WORK TO DO:
Pictures in the listing should not be copied. Reproduce, word for word, each line from the one holding "Q: For the curved" through the final line.

Stored items:
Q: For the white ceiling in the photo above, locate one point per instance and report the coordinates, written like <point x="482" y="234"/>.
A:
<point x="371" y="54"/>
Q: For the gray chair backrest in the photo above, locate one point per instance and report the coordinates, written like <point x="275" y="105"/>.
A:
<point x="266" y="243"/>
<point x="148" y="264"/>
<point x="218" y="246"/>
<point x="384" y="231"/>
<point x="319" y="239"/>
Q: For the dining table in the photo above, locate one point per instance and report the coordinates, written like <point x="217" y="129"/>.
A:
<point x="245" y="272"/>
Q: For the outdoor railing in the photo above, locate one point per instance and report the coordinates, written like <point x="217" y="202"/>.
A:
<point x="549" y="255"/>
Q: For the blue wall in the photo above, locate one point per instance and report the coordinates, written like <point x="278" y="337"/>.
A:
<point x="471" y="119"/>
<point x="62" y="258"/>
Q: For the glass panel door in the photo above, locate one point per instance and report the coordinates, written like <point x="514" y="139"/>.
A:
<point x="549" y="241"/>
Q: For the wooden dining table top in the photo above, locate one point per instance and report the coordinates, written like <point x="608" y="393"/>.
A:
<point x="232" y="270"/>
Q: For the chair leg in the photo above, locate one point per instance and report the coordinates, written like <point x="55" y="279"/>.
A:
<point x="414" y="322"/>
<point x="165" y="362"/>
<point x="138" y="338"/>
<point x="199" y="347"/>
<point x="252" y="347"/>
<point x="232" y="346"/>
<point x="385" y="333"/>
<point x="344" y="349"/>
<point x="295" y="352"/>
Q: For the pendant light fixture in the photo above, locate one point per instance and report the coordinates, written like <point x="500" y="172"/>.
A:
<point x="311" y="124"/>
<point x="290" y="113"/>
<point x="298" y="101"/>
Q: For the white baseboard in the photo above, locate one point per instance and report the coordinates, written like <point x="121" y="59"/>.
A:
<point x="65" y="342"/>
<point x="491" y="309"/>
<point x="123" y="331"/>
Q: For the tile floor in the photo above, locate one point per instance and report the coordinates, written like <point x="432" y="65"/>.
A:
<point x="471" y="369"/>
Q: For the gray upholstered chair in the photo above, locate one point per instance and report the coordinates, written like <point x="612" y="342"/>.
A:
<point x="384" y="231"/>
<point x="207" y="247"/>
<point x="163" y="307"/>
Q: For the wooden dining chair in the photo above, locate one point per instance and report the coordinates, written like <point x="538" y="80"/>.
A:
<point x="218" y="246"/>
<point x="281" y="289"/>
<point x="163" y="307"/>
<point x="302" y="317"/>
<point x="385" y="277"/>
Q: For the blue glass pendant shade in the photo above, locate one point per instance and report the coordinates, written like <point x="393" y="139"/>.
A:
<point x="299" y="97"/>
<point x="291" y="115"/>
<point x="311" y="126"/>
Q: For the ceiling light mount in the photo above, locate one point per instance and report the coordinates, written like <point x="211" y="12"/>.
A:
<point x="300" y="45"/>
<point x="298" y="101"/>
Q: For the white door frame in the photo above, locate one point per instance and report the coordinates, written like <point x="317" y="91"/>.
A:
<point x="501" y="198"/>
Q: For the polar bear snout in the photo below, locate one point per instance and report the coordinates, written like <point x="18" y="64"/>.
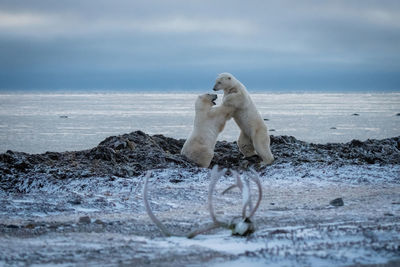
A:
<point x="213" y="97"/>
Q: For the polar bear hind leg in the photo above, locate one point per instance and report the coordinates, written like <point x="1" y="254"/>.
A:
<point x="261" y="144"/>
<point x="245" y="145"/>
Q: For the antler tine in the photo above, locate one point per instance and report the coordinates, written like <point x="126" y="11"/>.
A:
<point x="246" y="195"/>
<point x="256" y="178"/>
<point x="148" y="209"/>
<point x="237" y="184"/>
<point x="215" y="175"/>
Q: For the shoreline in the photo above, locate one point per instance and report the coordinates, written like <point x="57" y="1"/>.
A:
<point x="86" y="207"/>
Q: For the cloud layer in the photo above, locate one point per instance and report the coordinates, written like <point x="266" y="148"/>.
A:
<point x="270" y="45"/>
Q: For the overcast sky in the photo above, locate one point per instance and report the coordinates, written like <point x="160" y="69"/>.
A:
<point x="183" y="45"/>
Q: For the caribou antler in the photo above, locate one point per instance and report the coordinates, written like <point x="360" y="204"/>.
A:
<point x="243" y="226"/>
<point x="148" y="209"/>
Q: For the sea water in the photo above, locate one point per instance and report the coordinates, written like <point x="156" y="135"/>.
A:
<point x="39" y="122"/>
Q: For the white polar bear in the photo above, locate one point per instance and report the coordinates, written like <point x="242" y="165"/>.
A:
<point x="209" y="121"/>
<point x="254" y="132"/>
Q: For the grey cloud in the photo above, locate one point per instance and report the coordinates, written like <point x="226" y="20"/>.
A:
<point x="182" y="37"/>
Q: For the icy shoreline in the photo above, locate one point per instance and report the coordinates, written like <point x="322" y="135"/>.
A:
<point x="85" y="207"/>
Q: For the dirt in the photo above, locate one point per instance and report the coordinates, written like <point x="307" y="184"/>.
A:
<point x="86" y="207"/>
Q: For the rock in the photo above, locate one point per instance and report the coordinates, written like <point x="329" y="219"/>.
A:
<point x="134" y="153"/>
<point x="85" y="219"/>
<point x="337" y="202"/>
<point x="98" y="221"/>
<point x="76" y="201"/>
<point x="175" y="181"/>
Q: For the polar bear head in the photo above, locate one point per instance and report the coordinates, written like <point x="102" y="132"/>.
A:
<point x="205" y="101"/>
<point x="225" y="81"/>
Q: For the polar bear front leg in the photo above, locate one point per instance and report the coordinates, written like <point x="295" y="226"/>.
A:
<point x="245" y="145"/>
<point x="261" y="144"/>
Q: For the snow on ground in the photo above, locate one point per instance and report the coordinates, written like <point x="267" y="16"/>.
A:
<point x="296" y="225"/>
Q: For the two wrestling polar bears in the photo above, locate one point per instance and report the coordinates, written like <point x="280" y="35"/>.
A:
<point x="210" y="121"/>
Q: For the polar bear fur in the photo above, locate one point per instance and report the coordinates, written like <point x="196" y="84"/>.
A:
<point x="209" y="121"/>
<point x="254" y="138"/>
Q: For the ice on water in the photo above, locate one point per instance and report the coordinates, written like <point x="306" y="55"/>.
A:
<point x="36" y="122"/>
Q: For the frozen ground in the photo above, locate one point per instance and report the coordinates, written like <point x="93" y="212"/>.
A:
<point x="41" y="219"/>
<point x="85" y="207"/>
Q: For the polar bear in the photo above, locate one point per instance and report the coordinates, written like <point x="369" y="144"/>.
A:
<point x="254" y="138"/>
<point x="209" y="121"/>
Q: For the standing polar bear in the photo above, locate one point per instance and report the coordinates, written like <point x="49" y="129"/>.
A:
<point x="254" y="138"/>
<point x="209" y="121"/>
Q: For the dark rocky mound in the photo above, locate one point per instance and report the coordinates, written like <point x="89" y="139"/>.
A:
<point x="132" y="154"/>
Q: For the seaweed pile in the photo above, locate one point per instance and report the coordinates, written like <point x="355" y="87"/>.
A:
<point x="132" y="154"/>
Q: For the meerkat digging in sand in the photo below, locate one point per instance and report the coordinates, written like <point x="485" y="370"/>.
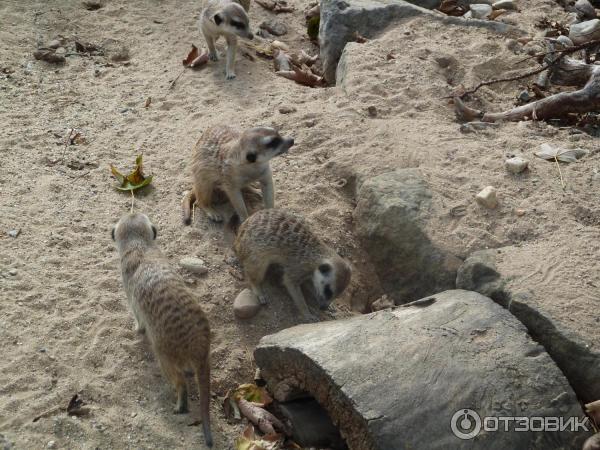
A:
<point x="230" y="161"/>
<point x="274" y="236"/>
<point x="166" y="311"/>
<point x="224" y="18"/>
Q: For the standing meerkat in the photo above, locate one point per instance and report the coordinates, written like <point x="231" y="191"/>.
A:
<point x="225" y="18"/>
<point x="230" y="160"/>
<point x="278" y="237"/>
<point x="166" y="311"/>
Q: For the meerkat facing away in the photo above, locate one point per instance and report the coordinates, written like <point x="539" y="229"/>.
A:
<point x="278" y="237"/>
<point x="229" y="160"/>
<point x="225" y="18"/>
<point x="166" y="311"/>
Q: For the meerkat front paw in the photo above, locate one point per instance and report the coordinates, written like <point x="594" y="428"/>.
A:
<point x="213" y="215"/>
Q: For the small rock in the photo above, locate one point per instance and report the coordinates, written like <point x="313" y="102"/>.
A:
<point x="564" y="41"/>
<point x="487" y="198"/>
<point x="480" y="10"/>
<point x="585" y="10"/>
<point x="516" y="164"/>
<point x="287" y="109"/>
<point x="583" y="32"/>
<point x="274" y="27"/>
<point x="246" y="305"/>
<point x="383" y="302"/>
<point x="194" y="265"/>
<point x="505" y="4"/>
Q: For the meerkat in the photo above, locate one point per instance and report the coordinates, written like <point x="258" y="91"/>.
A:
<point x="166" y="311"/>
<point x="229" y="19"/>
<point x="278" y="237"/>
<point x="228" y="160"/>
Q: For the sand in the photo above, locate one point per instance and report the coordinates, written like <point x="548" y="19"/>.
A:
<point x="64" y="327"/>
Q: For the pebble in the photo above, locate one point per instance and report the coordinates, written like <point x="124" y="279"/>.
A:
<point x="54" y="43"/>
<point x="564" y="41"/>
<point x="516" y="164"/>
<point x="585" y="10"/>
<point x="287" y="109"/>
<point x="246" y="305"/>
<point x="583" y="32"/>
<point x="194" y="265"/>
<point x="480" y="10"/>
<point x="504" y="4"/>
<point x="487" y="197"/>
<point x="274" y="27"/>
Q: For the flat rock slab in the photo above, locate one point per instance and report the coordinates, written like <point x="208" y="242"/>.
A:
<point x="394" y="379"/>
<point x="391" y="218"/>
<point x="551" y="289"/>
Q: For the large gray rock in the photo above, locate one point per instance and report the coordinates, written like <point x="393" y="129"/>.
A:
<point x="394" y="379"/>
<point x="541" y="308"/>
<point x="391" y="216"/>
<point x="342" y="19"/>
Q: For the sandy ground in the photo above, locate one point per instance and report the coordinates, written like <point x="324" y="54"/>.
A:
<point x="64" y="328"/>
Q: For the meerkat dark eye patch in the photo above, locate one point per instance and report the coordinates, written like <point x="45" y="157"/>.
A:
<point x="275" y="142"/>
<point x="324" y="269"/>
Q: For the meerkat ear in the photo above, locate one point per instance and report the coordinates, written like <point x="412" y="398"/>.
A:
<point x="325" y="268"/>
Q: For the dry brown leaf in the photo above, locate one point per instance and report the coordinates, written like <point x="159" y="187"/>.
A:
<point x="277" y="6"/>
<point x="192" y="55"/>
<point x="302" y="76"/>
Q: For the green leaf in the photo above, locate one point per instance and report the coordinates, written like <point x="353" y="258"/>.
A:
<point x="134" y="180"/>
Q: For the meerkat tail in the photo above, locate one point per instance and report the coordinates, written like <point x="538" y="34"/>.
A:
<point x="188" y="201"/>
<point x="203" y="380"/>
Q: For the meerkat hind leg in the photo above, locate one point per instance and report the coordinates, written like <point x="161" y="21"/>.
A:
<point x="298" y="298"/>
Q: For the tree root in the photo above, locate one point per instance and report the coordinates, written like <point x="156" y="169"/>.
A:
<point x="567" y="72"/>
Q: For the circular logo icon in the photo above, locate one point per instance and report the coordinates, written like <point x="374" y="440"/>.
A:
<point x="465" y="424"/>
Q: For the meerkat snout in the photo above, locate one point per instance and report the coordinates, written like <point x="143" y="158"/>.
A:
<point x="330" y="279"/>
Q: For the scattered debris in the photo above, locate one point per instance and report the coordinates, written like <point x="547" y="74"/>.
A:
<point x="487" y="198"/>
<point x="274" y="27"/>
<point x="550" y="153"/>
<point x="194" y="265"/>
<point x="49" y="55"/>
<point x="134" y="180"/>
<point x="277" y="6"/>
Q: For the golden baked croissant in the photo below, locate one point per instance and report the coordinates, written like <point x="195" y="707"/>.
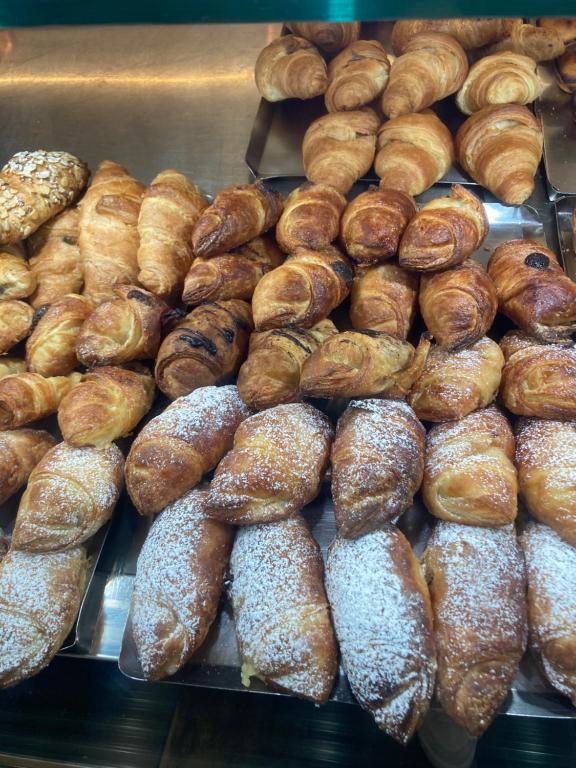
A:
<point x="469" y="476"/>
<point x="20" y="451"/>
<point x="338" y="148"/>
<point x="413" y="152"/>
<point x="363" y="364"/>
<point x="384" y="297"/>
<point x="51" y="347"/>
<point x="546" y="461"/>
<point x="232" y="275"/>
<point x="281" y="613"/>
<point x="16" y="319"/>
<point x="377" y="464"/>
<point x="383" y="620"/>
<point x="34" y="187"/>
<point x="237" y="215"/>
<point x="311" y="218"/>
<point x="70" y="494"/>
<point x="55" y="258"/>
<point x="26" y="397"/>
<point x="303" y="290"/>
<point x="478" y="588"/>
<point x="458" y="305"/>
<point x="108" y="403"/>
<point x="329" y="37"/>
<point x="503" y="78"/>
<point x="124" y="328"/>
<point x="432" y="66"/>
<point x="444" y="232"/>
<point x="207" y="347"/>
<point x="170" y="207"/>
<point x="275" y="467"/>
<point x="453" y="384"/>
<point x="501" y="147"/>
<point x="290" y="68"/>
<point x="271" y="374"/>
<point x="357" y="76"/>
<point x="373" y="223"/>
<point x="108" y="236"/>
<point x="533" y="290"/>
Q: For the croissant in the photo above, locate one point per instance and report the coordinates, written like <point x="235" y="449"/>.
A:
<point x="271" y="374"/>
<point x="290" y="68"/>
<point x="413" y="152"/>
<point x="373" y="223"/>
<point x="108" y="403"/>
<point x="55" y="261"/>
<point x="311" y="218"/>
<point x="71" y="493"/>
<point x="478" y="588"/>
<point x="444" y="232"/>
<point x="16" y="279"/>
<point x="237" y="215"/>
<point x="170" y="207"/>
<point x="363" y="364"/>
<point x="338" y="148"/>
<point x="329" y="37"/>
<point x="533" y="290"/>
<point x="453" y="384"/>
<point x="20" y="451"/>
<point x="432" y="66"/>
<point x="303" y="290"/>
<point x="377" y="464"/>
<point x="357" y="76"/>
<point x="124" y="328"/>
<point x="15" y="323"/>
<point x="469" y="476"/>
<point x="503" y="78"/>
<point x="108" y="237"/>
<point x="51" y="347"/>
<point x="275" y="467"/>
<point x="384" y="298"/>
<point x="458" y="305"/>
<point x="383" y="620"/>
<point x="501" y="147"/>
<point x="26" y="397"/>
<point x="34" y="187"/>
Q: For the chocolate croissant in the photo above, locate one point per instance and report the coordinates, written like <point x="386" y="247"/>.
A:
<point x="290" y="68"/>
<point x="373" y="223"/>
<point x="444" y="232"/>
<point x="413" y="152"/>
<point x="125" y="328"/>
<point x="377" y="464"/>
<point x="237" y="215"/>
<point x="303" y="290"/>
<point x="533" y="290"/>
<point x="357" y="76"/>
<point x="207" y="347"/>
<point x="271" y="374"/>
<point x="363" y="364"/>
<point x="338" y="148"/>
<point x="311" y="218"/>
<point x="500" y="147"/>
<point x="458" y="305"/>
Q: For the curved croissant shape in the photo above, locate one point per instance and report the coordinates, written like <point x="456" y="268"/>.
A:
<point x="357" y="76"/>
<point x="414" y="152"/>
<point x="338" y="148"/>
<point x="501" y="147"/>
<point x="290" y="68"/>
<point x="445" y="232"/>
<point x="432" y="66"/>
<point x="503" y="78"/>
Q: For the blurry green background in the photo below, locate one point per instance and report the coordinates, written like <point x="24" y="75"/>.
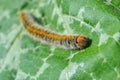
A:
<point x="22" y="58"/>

WORKED SOLUTION:
Q: For the curved croissant shape in the photo above, locate one point per instance and report the coordinates, written like <point x="456" y="268"/>.
A:
<point x="357" y="76"/>
<point x="414" y="152"/>
<point x="338" y="148"/>
<point x="501" y="147"/>
<point x="290" y="68"/>
<point x="445" y="232"/>
<point x="432" y="66"/>
<point x="503" y="78"/>
Q: For the blurry green background in the photo below, locate one point per instance and report the coordinates, written like <point x="24" y="75"/>.
A:
<point x="22" y="58"/>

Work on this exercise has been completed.